_The problem_: Provide an exact reproduction of every entry.

+ + +

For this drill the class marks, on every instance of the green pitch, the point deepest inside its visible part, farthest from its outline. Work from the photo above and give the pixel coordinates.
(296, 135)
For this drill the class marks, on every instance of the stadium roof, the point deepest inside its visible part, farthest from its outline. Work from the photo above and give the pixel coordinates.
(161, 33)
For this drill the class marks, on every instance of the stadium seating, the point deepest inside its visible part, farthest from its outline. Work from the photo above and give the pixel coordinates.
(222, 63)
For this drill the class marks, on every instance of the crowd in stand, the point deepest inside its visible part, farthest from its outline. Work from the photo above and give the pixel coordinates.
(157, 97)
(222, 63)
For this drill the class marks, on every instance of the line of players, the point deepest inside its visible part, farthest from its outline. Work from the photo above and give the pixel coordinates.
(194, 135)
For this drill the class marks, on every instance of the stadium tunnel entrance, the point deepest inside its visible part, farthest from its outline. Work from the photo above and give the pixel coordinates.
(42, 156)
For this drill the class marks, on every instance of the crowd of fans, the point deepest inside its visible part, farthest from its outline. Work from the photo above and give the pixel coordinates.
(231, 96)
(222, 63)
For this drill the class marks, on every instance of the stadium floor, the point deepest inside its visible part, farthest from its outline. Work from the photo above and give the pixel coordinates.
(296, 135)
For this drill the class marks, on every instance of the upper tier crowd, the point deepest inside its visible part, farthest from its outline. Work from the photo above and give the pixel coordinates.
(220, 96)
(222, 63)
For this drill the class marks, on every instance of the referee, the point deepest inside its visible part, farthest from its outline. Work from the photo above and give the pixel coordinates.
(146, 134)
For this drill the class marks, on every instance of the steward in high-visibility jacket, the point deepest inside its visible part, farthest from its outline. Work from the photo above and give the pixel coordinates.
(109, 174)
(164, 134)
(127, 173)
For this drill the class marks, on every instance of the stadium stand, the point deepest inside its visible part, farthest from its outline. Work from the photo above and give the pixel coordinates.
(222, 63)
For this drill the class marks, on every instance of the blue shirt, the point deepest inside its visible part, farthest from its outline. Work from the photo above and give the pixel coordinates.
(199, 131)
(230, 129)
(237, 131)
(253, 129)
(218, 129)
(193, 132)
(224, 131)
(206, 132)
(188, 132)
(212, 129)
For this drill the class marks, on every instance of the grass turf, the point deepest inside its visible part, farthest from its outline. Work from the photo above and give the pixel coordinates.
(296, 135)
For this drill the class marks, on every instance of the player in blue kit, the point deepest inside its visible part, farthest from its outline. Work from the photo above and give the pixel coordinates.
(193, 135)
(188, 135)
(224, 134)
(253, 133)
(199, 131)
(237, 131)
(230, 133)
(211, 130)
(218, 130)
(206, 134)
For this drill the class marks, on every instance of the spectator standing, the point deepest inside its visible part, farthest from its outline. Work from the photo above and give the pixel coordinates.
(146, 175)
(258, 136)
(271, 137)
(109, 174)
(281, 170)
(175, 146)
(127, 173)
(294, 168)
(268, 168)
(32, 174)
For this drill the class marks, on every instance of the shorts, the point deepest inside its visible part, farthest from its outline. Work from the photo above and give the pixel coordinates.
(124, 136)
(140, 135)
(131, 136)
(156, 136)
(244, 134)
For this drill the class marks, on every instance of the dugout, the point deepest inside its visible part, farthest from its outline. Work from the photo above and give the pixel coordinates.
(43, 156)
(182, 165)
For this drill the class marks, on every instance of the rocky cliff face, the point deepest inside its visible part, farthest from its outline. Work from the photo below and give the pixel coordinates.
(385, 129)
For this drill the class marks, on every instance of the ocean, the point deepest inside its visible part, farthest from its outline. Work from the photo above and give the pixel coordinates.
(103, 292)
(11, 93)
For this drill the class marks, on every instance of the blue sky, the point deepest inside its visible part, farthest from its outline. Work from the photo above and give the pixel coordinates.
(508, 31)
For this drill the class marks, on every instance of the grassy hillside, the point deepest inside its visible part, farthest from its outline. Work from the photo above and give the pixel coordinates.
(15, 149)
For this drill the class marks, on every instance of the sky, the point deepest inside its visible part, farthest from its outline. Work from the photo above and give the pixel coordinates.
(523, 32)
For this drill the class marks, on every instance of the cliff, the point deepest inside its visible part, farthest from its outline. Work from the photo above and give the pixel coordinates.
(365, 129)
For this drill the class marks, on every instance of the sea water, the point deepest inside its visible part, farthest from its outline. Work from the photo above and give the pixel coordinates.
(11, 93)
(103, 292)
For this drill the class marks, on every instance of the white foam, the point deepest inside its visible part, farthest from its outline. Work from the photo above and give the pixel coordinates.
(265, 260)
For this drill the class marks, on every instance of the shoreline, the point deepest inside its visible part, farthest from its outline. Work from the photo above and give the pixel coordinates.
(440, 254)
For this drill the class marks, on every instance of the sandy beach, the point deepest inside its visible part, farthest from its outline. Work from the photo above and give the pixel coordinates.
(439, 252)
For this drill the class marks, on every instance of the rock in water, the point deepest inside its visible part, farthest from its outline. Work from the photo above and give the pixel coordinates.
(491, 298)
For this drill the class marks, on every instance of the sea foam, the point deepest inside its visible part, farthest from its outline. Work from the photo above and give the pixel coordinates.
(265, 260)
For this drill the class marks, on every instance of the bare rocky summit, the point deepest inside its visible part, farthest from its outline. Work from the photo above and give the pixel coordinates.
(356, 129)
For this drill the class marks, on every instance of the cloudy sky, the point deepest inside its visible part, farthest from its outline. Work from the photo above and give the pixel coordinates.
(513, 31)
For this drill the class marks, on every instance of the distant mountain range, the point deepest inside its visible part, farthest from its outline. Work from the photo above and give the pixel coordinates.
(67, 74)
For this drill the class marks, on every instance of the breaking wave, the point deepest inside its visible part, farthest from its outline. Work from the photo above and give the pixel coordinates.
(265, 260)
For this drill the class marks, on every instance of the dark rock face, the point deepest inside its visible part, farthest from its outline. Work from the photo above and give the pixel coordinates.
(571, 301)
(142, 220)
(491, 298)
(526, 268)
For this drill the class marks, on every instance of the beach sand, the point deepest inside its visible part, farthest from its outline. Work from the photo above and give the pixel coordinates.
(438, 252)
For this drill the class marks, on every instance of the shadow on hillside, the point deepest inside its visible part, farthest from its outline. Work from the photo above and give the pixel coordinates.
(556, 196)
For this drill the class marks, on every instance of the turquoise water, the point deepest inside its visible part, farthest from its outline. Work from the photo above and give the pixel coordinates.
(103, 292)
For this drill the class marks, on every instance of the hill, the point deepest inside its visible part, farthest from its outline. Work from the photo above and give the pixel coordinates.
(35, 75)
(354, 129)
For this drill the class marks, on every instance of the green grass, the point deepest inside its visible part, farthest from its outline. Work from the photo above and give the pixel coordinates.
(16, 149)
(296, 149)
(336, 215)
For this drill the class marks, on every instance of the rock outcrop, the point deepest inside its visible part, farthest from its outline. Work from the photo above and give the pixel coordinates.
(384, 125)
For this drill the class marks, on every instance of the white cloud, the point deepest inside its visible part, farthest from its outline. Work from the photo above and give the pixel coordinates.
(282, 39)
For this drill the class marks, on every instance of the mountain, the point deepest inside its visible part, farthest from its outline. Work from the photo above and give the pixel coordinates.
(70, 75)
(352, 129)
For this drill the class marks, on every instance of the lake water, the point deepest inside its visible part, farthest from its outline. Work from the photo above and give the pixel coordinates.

+ + +

_Exercise result_:
For this drill the class marks, on every instance of the green pitch, the point deepest inside its visible part, farthest from its outline. Work from the photo above and give the pixel coordinates.
(296, 135)
For this drill the class marks, on every instance of the stadium roof, the point deepest inside its visible part, farthest from its outline. Work from the photo above and give the pixel coordinates.
(161, 33)
For this drill the class marks, on every instance of the stadium seating, the point deepest inside its visible part, farthest from its outline. Work from the photo above and give the pixel coordinates.
(222, 63)
For this drill the class marks, on every instance of the crowd in stand, the point deepest inside its visible part, farthest from its outline. Work from the photo above and give the pixel coordinates.
(157, 97)
(222, 63)
For this drill the class marks, on every instance of the line of players, the point deepest inside its visible part, farthest from its outline. Work from the photo above and give the pixel coordinates.
(194, 135)
For this drill the class marks, on every instance of the stadium tunnel entrance, the point deepest inside its visible part, farthest from its outline. Work from the photo above and give the pixel coordinates.
(42, 156)
For this drill the class marks, on every instance of the crowd of fans, the point deepest inside its visible part, farthest from its outline. Work from the photo above and give the pixel coordinates.
(231, 96)
(222, 63)
For this drill the class marks, on every instance of the stadium floor, the point deepest inside its visible part, farthest from its outline. Work from the photo above and give the pixel coordinates.
(296, 135)
For this drill the class marks, on every instance of the upper tier crowd, the point deepest inside its visible part, farthest from its outline. Work from the photo above and give the pixel coordinates.
(220, 96)
(222, 63)
For this drill the class marks, on every instance of the referee, the point deepest inside its visible part, farthest from its outline. Work from the photo above and give the pixel coordinates.
(146, 134)
For this drill the class marks, on every instance of the steward in high-visibility jacket, the point deepest inside its visible part, farthest from its outline. Work from the photo above and give the pixel coordinates.
(109, 174)
(164, 134)
(127, 173)
For this drill the class marks, on every instance of the stadium stand, the point deepest inside its visible part, farthest from its outline. Work from the photo above and give the pixel coordinates.
(222, 63)
For this drill the class marks, on every instance of the blue shirt, the point deepest inside its visible part, farthest from its outline. Work from the photo above and give the pixel coordinates.
(199, 131)
(230, 129)
(237, 131)
(253, 129)
(218, 129)
(193, 132)
(224, 131)
(206, 132)
(188, 132)
(212, 129)
For this drill the class marks, on every instance of the grass turf, the point deepest inside its visible part, farthest from its outline. Work from the photo above and give the pixel coordinates.
(296, 135)
For this drill the class marks, on every instance of the player in blue kit, the point deepest inside its visible part, farthest from its outline. Work from the photo above and give the pixel coordinates.
(193, 135)
(188, 135)
(224, 134)
(253, 133)
(199, 131)
(237, 131)
(230, 133)
(211, 130)
(218, 130)
(206, 134)
For this drill the class marks, on every instance of the spectator standing, the point deepest inside its visible part, farthest from its outline. Work from the photo above and give the pixel coordinates.
(146, 175)
(258, 136)
(271, 137)
(109, 174)
(281, 170)
(175, 146)
(127, 173)
(294, 168)
(268, 168)
(32, 174)
For this drill the class marks, on every instance of the shorts, the point deepest inside its visible part, farthest from its outline. Work from the photo above and give the pixel coordinates.
(124, 136)
(140, 135)
(131, 136)
(156, 136)
(244, 134)
For this drill the class marks, on every instance of the dugout, the point deepest inside its visible part, farthest from its outline. Work from the photo above and give the pixel coordinates.
(43, 156)
(182, 165)
For this drill the class marks, on every instance of the rocky cliff face, the point deepest inside its visible part, farthest from its outline. Work from the photo below and give the pixel coordinates.
(385, 129)
For this drill the class marks, on every instance of the ocean, the point deepest inside its visible part, farthest from its outline. Work from the photo above and give the pixel coordinates.
(103, 292)
(11, 93)
For this drill the class marks, on every instance of the blue sky, the point deepest inside its visible part, farthest from its outline. Work from the photo above and give the pixel coordinates.
(508, 31)
For this drill the class marks, on every instance of the grassy hillside, the point deepest inside its visible part, farthest from its outline. Work from the photo above and give the pixel coordinates.
(15, 149)
For this drill the class marks, on every instance of the sky, the point deepest inside its visible part, farthest from its outline. Work from the photo above and give the pixel coordinates.
(523, 32)
For this drill the class marks, on every instance of the cliff, the point deepest inside its visible part, farthest from its outline. Work from the photo above and give the pixel coordinates.
(365, 129)
For this drill the class marks, on every instance of the sea water, the point deepest inside its visible part, farthest from its outline. Work from the photo above and give the pixel coordinates.
(11, 93)
(103, 292)
For this drill the class marks, on every instance of the white foam, the point deepest inside its visible part, farthest from its outline. Work from the photo above and give the pixel coordinates.
(265, 260)
For this drill the class marks, on every instance of the shoreline, the point deepest inside its visible part, farthest from its outline. Work from the photo above and give the pixel coordinates.
(440, 254)
For this drill the class marks, on every instance of the sandy beach, the point deepest inside its visible part, farthest from its outline. Work from the photo above and give the pixel coordinates.
(439, 252)
For this drill the class marks, on every instance of the rock in water, the point deepest inside its visible part, farthest from its outline. Work from the photo above and give the pixel coordinates.
(491, 298)
For this drill the class marks, on every instance of the sea foam, the point deepest inside its visible part, farthest from its outline. Work from the photo above and give the pixel coordinates.
(265, 260)
For this drill the class marks, on every instance of the bare rocky summit, the point deepest inside its visible part, farthest from its outline. Work from the photo above and give the pixel coordinates.
(356, 129)
For this drill the class marks, on every instance of the cloudy sky, the point deepest inside its visible part, farthest from its outline. Work from the photo above and give the pixel coordinates.
(513, 31)
For this drill the class marks, on every instance of the distant mountain range, the point deepest inside its visible part, farthest from its outline. Work from the photo above and give the pixel coordinates.
(67, 74)
For this drill the class marks, on every instance of the breaking wave, the point deepest inside its visible part, farthest from its outline. Work from the photo above and give the pixel coordinates.
(265, 260)
For this drill the class marks, on every instance of the dark rock face, the point deepest inside its visible part, farthest from its outline. Work from the photo above and give the pixel coordinates.
(571, 301)
(142, 220)
(491, 298)
(526, 268)
For this drill the class marks, on every instance of the beach sand, the point deepest inside its visible part, farthest from its outline. Work from the photo above and give the pixel coordinates.
(438, 252)
For this drill the class marks, on every instance of the shadow on hillside, the point deepest inside its visible part, farthest from its outline. Work from the photo above and give the pixel coordinates.
(556, 196)
For this drill the class marks, on every instance of the turquoise water, the point deepest inside its visible part, farthest from its outline. Work from the photo above and give the pixel coordinates.
(103, 292)
For this drill the class marks, on every instance of the hill, the point deepest inside its visible part, farthest from its outline. Work from the photo above and give the pixel coordinates.
(35, 75)
(354, 129)
For this drill the class marks, on every instance of the green grass, the point deepest inside its visible part, farthest from its outline. Work from the photo above and give the pixel coordinates.
(16, 149)
(296, 149)
(336, 215)
For this drill the class marks, on every instance of the rock outcrop, the point deepest inside its visible part, farthest from its outline. Work from the photo above and give the pixel coordinates.
(384, 125)
For this drill the class marks, on every instance of the white cloud, the point deepest inside its visible part, farthest from its outline. Work from the photo above and give the pixel coordinates.
(282, 39)
For this drill the class marks, on every instance of the mountain, the point deepest inside its visible part, farthest from its outline. Work from the photo above and give the pixel coordinates.
(70, 75)
(352, 129)
For this drill the class marks, on every instance of the lake water, the point deepest inside its visible part, farthest from its outline. Work from the photo above and give the pixel coordinates.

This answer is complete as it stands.